• Required action: The output must match the entries below exactly.

=== Begin Enclosure ===

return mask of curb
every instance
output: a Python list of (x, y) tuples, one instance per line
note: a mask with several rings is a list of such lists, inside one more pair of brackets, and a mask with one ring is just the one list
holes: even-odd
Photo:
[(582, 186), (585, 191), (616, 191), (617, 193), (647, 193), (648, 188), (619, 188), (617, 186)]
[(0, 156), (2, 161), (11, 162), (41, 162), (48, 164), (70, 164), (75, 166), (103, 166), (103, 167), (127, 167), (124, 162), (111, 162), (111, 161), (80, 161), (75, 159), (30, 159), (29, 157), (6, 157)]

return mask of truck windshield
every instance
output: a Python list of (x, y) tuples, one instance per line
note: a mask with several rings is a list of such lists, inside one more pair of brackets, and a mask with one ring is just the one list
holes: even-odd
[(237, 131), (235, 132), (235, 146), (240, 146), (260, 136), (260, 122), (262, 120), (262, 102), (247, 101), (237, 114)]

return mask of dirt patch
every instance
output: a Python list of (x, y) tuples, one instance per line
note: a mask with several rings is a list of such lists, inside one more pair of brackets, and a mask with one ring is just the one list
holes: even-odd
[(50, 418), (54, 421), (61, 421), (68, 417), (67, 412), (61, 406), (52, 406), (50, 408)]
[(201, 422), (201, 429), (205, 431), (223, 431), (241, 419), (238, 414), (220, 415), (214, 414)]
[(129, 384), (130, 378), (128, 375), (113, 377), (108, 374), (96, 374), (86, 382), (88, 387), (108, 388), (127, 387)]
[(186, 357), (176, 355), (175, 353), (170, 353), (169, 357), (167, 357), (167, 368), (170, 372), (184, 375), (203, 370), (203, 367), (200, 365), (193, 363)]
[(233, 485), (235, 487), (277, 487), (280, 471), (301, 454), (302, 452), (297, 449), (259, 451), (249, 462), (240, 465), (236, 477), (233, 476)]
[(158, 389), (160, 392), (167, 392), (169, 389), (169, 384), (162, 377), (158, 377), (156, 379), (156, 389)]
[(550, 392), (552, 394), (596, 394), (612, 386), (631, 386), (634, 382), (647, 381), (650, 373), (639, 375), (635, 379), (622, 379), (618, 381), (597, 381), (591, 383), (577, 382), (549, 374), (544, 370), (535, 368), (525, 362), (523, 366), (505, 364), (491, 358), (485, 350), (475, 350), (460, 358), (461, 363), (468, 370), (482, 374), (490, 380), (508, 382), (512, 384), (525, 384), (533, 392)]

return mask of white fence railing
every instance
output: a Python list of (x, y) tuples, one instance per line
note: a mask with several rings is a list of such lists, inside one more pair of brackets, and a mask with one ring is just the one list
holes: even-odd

=== End Enclosure ===

• Finished exercise:
return mask of curb
every instance
output: a Python list of (x, y) tuples, one instance per line
note: a mask with several rings is a list of such lists, inside one more pair of brackets, and a mask with one ring is just the one list
holes: even-odd
Photo:
[(582, 186), (585, 191), (616, 191), (617, 193), (647, 193), (648, 188), (619, 188), (617, 186)]
[(0, 156), (2, 161), (11, 162), (41, 162), (48, 164), (70, 164), (75, 166), (103, 166), (103, 167), (127, 167), (124, 162), (111, 162), (111, 161), (80, 161), (75, 159), (30, 159), (29, 157), (6, 157)]

return mask of truck windshield
every instance
output: a Python list of (x, y) tuples, one instance per line
note: a mask with several rings is a list of such lists, inside one more pair of brackets, and a mask with one ring is just the one list
holes: even-odd
[(237, 131), (235, 132), (235, 146), (240, 146), (260, 136), (260, 122), (262, 120), (262, 102), (247, 101), (237, 114)]

return mask of dirt patch
every instance
output: a Python list of (x, y) tuples, one instance per line
note: a mask with several rings is a list of such lists, inside one more pair of brackets, and a mask with one ring is just the one list
holes: even-odd
[(50, 418), (54, 421), (61, 421), (68, 417), (67, 412), (61, 406), (52, 406), (50, 408)]
[(201, 422), (201, 429), (205, 431), (223, 431), (241, 419), (238, 414), (220, 415), (214, 414)]
[(129, 384), (130, 378), (128, 375), (113, 377), (108, 374), (96, 374), (86, 382), (88, 387), (108, 388), (127, 387)]
[(186, 357), (176, 355), (175, 353), (170, 353), (169, 357), (167, 357), (167, 368), (170, 372), (184, 375), (203, 370), (203, 367), (200, 365), (193, 363)]
[(233, 485), (235, 487), (277, 487), (280, 471), (301, 454), (302, 452), (297, 449), (259, 451), (249, 462), (240, 465), (236, 477), (233, 476)]
[(158, 389), (160, 392), (167, 392), (169, 389), (169, 384), (162, 377), (158, 377), (156, 379), (156, 389)]
[(550, 392), (552, 394), (596, 394), (612, 386), (631, 386), (634, 382), (647, 381), (650, 373), (639, 375), (635, 379), (622, 379), (618, 381), (597, 381), (591, 383), (577, 382), (549, 374), (544, 370), (535, 368), (525, 362), (523, 366), (505, 364), (491, 358), (485, 350), (475, 350), (460, 358), (461, 363), (468, 370), (482, 374), (490, 380), (508, 382), (512, 384), (525, 384), (533, 392)]

return mask of white fence railing
every instance
output: a Python list of (x, y) tuples, one instance per line
note: a mask with several rings is a list of such lists, inside one more pair of brackets, and a mask with one ring is just the one list
holes: even-odd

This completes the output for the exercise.